──────── MATERIAL FOR THIS TASK
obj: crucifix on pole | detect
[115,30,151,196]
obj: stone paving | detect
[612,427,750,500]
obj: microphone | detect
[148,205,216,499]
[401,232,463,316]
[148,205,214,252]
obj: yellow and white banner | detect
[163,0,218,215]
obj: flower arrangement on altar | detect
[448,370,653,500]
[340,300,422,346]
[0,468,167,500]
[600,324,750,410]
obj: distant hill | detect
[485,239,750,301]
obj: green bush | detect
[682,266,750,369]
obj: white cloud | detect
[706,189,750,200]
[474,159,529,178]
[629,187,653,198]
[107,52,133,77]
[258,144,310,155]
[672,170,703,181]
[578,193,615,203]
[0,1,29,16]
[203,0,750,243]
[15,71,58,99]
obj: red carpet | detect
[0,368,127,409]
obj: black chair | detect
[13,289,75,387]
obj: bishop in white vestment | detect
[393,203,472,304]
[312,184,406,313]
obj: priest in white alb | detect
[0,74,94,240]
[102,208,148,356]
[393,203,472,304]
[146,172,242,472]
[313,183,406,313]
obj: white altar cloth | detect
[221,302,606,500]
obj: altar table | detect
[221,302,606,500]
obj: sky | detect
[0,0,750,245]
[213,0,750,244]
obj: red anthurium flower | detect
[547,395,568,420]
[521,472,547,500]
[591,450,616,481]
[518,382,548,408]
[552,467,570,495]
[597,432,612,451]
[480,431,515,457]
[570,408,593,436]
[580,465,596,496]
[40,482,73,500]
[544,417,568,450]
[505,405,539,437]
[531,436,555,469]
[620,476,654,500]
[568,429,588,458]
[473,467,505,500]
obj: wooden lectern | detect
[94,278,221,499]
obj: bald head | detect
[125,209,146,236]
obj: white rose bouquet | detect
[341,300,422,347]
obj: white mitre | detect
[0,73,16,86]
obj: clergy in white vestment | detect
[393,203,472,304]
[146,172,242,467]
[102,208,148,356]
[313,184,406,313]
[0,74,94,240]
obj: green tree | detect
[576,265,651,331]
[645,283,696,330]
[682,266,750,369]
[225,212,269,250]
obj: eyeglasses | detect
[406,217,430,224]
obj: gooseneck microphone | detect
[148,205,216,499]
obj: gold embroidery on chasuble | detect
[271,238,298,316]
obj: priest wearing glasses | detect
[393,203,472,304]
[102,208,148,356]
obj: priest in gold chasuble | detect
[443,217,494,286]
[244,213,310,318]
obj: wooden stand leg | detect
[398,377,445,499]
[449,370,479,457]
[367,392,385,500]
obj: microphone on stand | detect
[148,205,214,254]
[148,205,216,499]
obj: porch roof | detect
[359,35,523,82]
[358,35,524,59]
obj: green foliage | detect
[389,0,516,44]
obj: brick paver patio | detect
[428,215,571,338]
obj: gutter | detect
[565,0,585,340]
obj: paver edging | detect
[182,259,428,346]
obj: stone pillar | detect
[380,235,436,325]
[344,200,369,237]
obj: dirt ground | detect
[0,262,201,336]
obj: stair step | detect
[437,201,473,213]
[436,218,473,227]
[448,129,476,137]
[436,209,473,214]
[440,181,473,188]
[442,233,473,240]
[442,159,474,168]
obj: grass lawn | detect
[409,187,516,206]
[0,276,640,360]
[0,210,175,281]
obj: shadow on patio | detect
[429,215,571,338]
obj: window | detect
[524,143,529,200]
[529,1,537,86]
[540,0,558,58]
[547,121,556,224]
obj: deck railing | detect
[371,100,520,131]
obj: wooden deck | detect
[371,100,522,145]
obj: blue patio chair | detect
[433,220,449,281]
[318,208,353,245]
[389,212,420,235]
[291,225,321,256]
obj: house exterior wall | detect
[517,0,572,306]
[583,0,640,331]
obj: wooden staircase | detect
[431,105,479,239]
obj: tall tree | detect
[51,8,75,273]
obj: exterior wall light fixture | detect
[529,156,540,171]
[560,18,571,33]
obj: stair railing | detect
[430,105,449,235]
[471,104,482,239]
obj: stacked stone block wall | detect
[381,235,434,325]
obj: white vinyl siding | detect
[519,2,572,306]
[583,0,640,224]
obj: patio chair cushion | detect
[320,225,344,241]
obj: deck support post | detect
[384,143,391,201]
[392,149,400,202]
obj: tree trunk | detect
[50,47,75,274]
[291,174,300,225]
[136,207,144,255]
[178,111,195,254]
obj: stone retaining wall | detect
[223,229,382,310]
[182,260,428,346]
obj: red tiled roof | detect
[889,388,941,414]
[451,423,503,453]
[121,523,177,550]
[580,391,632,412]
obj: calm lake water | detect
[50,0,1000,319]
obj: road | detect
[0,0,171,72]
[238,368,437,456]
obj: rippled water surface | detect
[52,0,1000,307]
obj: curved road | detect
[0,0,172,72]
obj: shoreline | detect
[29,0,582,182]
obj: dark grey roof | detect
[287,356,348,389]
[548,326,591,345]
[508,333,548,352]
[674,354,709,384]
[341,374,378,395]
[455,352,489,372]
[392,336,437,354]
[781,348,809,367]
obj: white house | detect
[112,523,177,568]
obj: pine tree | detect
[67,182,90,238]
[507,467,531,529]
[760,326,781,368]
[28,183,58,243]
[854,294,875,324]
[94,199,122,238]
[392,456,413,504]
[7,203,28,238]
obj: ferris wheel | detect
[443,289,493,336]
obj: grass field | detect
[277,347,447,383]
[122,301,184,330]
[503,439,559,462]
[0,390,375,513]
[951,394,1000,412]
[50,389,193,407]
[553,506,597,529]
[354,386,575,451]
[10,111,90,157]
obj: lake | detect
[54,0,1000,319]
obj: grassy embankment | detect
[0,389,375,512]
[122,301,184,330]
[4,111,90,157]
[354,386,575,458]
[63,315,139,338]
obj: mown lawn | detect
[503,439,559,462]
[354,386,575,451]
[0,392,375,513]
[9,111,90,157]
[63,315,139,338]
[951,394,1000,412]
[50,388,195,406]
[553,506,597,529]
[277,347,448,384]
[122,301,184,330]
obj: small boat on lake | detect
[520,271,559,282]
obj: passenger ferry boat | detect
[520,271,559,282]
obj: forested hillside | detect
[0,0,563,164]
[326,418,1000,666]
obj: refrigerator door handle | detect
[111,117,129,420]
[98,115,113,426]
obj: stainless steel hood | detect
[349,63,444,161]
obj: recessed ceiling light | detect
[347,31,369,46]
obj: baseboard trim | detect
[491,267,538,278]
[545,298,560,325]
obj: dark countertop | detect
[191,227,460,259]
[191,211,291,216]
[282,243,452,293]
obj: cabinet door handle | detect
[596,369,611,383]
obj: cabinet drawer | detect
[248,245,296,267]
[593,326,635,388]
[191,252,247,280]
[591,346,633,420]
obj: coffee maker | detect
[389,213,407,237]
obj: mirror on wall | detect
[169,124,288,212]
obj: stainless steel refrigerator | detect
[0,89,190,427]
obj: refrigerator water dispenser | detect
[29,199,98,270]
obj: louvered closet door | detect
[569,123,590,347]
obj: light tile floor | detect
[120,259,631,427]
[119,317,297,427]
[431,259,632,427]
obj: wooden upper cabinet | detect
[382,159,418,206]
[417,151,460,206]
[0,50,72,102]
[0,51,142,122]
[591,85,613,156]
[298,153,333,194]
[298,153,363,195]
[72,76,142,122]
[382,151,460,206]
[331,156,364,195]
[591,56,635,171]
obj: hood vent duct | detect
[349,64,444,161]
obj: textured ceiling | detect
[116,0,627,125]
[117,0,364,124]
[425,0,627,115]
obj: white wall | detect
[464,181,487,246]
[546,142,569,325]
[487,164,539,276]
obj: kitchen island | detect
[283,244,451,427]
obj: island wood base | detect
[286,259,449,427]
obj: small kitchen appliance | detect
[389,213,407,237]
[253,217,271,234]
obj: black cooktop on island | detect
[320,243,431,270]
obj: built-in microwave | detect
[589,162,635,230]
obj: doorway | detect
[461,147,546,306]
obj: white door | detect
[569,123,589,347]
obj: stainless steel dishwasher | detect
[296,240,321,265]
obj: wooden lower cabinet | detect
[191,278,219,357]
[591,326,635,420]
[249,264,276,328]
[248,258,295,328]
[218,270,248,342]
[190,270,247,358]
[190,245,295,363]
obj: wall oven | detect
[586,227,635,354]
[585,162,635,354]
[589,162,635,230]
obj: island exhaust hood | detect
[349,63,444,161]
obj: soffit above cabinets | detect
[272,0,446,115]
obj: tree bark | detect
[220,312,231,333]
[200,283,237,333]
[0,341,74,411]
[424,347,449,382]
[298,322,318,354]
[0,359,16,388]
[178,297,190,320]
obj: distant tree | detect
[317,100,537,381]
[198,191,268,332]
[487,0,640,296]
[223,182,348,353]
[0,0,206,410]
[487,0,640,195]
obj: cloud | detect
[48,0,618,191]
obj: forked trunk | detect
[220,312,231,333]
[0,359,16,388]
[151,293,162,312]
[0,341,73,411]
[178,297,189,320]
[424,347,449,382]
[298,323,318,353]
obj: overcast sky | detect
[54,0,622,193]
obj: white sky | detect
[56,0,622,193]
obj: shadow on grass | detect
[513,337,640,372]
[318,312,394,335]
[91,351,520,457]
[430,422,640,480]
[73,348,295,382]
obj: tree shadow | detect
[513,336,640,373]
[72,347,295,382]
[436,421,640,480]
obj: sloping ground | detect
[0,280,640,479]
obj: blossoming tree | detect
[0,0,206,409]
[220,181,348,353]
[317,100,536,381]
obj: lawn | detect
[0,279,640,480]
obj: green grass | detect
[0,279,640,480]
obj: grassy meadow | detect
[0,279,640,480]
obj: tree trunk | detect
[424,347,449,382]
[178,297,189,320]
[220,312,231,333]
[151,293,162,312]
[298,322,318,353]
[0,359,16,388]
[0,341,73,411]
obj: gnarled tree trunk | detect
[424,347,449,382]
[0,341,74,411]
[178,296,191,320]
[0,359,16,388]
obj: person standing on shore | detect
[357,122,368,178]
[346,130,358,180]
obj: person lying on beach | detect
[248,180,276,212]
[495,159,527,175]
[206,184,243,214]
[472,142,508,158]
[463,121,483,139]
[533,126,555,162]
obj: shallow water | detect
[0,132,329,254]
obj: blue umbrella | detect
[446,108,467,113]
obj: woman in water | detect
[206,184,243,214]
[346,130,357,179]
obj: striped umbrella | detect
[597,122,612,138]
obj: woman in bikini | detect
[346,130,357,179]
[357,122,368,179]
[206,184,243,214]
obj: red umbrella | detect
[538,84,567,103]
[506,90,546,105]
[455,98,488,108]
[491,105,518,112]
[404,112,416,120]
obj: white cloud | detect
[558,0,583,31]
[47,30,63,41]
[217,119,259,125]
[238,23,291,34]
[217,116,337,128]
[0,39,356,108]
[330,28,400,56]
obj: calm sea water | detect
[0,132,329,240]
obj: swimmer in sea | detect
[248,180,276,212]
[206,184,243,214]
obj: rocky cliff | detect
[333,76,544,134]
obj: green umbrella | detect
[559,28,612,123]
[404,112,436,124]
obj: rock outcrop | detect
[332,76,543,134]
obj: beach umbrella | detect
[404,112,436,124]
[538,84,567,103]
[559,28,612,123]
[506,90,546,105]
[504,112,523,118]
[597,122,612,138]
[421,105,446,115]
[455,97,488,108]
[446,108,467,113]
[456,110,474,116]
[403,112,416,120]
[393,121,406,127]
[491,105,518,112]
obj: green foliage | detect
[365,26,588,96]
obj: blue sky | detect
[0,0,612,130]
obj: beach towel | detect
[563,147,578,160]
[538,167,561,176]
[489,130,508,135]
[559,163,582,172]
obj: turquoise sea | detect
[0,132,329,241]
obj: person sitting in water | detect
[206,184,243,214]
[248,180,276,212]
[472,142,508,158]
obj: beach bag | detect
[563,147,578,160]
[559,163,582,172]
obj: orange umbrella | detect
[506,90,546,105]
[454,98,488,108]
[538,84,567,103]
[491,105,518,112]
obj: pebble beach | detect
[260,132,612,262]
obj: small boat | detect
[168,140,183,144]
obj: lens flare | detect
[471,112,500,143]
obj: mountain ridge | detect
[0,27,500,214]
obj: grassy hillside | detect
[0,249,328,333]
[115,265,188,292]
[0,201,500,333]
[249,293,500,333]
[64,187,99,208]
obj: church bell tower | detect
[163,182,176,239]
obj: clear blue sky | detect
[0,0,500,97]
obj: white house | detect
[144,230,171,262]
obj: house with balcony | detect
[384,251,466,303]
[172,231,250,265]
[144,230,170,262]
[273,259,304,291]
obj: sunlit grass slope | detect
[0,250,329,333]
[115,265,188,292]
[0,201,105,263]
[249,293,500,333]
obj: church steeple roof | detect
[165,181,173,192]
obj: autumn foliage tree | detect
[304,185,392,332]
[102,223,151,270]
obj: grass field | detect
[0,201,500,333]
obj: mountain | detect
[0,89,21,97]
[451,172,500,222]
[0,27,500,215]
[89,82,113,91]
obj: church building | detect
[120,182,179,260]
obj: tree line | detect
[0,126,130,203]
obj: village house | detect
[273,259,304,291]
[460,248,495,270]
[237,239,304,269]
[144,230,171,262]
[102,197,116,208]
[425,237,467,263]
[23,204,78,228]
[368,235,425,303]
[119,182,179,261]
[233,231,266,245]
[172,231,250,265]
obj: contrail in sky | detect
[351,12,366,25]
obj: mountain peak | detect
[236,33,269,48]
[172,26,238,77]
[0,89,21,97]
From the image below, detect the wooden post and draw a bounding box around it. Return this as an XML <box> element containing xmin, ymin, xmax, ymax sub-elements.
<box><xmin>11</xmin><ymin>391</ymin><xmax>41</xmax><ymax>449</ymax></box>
────────────────
EXERCISE OBJECTIVE
List every line of the listing above that contains the word "roof", paying attention to case.

SOLUTION TO THIS PROBLEM
obj: porch roof | detect
obj: red tiled roof | detect
obj: dark grey roof | detect
obj: church steeple roof | detect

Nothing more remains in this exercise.